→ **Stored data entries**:

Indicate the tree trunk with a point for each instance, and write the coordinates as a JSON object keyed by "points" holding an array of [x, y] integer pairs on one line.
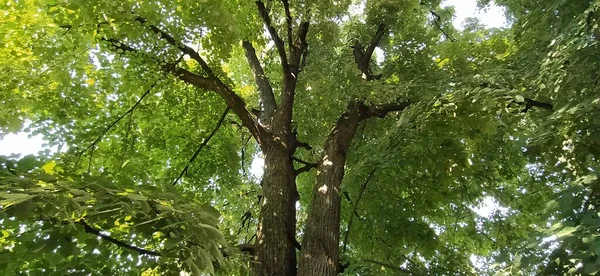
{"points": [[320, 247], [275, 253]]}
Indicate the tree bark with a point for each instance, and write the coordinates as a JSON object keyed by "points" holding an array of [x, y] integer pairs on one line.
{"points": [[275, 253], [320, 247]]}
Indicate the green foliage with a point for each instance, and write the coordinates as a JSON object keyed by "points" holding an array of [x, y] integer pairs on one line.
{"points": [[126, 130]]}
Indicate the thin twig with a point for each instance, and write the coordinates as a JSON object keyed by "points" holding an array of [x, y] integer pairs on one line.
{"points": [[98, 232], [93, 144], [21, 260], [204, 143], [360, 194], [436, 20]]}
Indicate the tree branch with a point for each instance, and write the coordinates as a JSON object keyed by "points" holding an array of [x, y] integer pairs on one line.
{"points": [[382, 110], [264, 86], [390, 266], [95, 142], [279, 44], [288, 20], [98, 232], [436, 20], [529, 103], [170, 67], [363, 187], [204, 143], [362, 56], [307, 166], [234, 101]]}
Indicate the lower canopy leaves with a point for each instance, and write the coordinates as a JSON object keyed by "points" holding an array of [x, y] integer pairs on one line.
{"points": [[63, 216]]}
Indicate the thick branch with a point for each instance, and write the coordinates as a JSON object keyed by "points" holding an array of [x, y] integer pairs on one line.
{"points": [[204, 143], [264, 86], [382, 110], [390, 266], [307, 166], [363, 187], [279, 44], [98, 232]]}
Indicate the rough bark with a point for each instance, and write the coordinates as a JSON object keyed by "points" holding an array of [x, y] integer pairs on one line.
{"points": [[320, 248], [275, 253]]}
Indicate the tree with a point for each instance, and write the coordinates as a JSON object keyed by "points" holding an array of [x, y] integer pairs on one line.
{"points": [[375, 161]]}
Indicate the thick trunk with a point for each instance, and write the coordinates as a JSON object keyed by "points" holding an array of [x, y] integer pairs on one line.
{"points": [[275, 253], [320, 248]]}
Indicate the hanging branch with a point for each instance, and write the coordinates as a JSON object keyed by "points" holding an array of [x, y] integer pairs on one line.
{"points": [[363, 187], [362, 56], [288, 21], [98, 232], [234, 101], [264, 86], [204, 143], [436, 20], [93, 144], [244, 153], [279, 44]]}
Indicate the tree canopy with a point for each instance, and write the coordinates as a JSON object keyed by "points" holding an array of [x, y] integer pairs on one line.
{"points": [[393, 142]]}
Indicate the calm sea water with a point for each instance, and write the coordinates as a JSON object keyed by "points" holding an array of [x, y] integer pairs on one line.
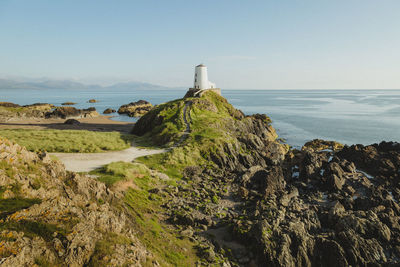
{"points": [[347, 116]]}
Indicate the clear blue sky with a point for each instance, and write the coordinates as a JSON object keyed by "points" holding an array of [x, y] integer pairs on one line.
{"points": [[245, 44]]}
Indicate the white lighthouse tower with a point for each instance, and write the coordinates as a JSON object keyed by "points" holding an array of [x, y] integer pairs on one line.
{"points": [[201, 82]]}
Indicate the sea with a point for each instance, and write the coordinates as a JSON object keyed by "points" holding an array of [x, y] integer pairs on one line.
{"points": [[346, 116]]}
...
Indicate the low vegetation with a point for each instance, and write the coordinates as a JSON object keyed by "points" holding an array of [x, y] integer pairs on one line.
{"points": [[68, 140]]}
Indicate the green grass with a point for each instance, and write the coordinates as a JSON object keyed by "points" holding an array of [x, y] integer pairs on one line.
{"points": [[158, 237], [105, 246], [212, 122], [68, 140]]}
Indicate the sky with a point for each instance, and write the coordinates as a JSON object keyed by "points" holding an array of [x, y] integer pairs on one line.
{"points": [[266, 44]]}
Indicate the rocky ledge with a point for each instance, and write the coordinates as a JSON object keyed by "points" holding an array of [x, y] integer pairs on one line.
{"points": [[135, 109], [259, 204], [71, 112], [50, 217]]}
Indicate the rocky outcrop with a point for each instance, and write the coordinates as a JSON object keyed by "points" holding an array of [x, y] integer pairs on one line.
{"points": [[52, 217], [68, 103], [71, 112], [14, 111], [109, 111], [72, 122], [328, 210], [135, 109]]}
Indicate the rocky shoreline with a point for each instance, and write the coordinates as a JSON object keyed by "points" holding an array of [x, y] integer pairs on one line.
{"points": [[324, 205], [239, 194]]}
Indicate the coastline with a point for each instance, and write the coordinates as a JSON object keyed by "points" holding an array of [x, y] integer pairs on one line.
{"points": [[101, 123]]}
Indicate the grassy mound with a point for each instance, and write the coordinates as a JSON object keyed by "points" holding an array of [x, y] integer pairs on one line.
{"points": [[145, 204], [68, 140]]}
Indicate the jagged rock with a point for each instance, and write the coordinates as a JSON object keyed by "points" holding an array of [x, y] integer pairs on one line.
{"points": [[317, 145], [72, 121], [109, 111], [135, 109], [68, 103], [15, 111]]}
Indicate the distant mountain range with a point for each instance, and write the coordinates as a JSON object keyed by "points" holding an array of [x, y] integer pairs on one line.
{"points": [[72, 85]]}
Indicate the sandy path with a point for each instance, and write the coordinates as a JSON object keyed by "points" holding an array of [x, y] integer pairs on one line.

→ **WHAT IS BEING ASKED**:
Look through the data above and return exactly the lines from the one that contains "Indicate the rocky outcrop" to the one that contains "Indicate the sandy", inclusive, with nothing else.

→ **ANSWER SECTION**:
Indicate the rocky outcrop with a point for each instance, and write the coordinates as a JSON object keyed by "points" holding an array of [x, y] integer pairs on one line.
{"points": [[52, 217], [68, 103], [71, 112], [14, 111], [109, 111], [72, 122], [328, 210], [135, 109]]}
Indicate the rocky shoreline with a point for each instance, and write the coordinates as a JSON object keyed by "points" holding an array of [x, y] integer pairs on one line.
{"points": [[324, 205], [239, 194]]}
Indicate the coastline with a point for each instance, and write the coordinates as a JSON object keyed by "points" holding an array of [x, y] integer pairs on one line.
{"points": [[101, 123]]}
Indicate the grassy mound with a point for each instance, and write the coordinates as a JSON object keyed by "points" holding an array of [x, y] integer pairs on one line.
{"points": [[145, 204], [68, 140]]}
Indicate the jagged rock with a point for each instance, and write the coordinates as a JSON object keyed by "points" holding an array of [x, y] integer pairs on one line.
{"points": [[317, 145], [72, 121], [109, 111], [135, 109], [68, 103], [15, 111]]}
Indicate the distant mountain range with a point for each instance, and write the coordinates as a JSON object keyed by "points" holding an array of [x, y] integer pairs on one line.
{"points": [[72, 85]]}
Indicate the sandy path with a point for each instance, and write the coordinates as a JSON object keyed by "points" holding an array of [x, y] integer pairs on one line.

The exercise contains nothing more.